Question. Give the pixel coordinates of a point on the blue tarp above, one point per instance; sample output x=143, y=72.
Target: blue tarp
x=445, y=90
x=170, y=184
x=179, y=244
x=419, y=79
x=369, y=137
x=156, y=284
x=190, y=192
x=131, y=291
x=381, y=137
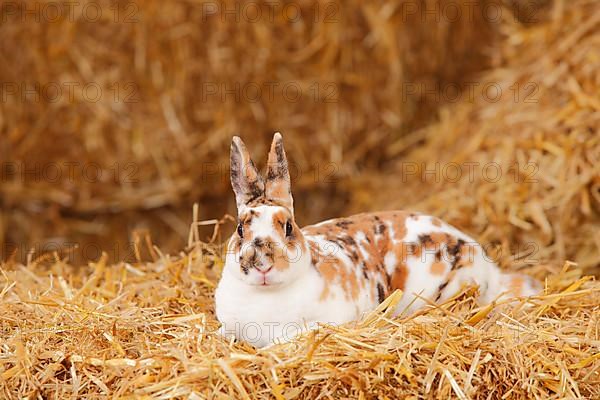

——

DIRECTIVE
Please rewrite these lines, switching "blue tarp" to "green tarp" everywhere and keeping everything else the same. Leave the pictures out.

EXPECTED OUTPUT
Question. Give the pixel coordinates of a point on the green tarp above, one point per instance; sample output x=143, y=72.
Target: green tarp
x=445, y=90
x=170, y=184
x=179, y=244
x=419, y=79
x=369, y=137
x=156, y=284
x=190, y=192
x=131, y=291
x=381, y=137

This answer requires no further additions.